*** PAGE TEXT ***
“By 1969, the fashion choices of tens of millions of young American men and women were as variegated and ever-evolving as the world around them. Cultural transformation was an irresistible force during the Sixties, and across America and around the globe civil rights, women’s and gay liberation, the sexual revolution and, of course, the explosive soundtrack of R&B, soul and rock and roll informed everything from politics to fashion.
Unceasing change, meanwhile, is the one constant in human affairs – and by the 1960s, technology had advanced to the point where events and movements in one corner of the world were instantaneously accessible on campuses and in communities everywhere. As global telecommunication networks grew at-once larger, faster and more sophisticated, America grew, in a sense, much smaller. The vast and near-visionary national highway system had spread across the country in the post-World War II years; more households than ever owned a car (or two); and for the first time, plane travel was becoming a viable option for many American families. Over the course of the 1960s, air passenger numbers more than quadrupled from the previous decade.
This mobility opened both literal and figurative vistas to countless Americans – and even if most weren’t able to drive to Haight-Ashbury, or explore the Far East in person, they certainly saw these places on television and in the great photography being published in myriad weekly and monthly magazines and, increasingly, in newspapers. Fewer than a million households owned a TV in the late 1940s; two decades later, that number had increased more than forty fold. The August 1963 March on Washington for Jobs and Freedom and Dr. King’s “I Have a Dream” speech; the immediate aftermath of JFK’s assassination (and MLK’s, and RFK’s); the Vietnam War; the 1969 moon landing – all of these era-defining people and moments, and so many more, were broadcast into living rooms from Maine to California, Alaska to Florida.
*** End of PAGE TEXT ***
▸ **PROBLEM 1**: From the passage on 1960s America, copy out the portion starting with "Unceasing change, meanwhile, is" and going on through "the previous decade.".
▸ **PROBLEM 2**: State whether each statement agrees with the passage on 1960s America, answering yes or no and quoting the deciding words: (a) Air passenger numbers more than quadrupled over the 1960s compared with the previous decade. (b) Fewer than a million households owned a TV in the late 1950s. (c) The 1969 moon landing was broadcast into living rooms across America.
*** AVAILABLE DATA ***
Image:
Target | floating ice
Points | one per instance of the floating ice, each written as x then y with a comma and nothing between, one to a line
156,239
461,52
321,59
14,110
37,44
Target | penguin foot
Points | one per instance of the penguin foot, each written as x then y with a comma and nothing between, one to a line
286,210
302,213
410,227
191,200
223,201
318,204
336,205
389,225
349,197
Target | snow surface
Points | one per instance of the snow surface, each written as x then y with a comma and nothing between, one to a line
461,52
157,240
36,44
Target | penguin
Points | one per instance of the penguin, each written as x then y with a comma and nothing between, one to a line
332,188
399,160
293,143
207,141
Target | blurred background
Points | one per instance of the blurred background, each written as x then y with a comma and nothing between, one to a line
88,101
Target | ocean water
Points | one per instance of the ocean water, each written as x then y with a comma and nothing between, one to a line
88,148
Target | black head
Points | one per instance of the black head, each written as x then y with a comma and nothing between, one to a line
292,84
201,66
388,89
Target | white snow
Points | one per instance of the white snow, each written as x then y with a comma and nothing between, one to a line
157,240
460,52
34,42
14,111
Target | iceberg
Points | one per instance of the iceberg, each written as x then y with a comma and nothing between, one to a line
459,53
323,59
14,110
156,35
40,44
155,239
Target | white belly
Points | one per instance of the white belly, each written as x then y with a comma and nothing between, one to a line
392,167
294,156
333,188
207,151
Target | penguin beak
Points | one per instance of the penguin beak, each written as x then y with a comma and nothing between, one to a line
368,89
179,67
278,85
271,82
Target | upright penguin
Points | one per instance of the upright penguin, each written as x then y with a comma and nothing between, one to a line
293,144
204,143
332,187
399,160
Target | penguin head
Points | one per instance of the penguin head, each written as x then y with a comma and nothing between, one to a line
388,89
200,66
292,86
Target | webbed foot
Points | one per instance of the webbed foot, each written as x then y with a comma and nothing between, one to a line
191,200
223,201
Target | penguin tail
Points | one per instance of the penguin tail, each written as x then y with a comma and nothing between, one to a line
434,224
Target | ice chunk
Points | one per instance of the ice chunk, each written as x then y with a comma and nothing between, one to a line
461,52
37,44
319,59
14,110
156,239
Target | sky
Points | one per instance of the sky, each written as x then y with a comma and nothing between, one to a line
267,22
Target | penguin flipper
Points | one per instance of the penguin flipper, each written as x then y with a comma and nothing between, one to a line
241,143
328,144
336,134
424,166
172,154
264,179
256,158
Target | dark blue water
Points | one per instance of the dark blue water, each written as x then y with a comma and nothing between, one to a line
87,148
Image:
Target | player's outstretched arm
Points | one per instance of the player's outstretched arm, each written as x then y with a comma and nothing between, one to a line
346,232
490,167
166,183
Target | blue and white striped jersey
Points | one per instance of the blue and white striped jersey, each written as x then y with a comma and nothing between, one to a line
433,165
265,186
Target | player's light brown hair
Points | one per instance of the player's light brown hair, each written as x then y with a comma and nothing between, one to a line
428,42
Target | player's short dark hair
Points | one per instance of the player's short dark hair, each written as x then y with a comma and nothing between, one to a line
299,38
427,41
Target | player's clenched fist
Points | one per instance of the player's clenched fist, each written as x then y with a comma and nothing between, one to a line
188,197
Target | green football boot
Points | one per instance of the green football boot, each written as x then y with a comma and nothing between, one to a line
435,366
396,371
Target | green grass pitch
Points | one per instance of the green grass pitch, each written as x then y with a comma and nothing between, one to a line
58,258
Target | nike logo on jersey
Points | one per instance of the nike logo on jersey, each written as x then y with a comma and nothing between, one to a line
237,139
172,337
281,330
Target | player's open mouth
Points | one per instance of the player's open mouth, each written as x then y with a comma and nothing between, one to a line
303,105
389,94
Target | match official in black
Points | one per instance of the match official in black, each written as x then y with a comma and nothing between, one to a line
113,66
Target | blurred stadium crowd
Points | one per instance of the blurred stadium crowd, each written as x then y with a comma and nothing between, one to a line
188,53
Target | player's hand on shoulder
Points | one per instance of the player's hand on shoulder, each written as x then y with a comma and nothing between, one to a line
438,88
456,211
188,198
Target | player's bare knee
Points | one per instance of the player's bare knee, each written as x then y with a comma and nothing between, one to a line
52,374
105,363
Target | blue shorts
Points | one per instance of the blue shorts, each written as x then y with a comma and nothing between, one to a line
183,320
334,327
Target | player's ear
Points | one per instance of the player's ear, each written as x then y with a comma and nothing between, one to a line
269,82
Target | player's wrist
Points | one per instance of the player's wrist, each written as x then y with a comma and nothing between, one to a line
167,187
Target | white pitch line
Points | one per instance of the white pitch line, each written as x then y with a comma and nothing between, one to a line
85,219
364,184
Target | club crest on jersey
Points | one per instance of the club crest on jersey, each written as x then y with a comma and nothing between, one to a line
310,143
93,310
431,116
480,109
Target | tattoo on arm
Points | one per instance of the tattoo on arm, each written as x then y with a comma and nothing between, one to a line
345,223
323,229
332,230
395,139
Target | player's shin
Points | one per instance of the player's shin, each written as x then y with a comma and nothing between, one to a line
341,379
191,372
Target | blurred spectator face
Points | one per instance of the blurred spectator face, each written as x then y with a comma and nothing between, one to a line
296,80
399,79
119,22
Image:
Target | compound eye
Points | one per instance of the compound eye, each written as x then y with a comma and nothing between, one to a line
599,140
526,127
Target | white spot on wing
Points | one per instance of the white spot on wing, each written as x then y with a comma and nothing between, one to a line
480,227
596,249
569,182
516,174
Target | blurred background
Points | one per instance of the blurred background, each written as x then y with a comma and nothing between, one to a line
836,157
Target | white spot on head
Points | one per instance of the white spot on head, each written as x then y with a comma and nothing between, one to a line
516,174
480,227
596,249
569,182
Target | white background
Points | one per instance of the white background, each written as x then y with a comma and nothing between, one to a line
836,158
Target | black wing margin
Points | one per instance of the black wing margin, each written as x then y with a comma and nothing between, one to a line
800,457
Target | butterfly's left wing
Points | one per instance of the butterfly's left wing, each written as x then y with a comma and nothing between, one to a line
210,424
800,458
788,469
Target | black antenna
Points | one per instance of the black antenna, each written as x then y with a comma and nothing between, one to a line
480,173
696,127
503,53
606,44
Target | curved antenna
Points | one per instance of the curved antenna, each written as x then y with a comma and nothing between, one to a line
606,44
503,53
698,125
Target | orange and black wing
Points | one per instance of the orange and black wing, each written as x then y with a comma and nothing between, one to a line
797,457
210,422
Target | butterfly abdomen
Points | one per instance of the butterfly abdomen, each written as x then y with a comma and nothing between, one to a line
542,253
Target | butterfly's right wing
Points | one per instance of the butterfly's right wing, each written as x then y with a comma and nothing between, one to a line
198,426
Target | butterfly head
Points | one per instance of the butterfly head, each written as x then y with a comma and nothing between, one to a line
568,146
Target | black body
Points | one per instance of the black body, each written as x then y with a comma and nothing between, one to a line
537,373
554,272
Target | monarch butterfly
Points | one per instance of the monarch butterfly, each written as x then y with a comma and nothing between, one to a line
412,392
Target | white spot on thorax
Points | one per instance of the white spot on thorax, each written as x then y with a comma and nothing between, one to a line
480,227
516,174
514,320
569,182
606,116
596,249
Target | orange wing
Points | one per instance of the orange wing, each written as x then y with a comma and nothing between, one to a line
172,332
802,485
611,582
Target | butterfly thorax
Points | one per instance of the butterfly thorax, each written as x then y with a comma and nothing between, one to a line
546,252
*** End of AVAILABLE DATA ***
▸ **PROBLEM SOLUTION 1**:
Unceasing change, meanwhile, is the one constant in human affairs – and by the 1960s, technology had advanced to the point where events and movements in one corner of the world were instantaneously accessible on campuses and in communities everywhere. As global telecommunication networks grew at-once larger, faster and more sophisticated, America grew, in a sense, much smaller. The vast and near-visionary national highway system had spread across the country in the post-World War II years; more households than ever owned a car (or two); and for the first time, plane travel was becoming a viable option for many American families. Over the course of the 1960s, air passenger numbers more than quadrupled from the previous decade.

▸ **PROBLEM SOLUTION 2**:
(a) Yes: "Over the course of the 1960s, air passenger numbers more than quadrupled from the previous decade."
(b) No: "Fewer than a million households owned a TV in the late 1940s"
(c) Yes: "the 1969 moon landing – all of these era-defining people and moments, and so many more, were broadcast into living rooms from Maine to California, Alaska to Florida."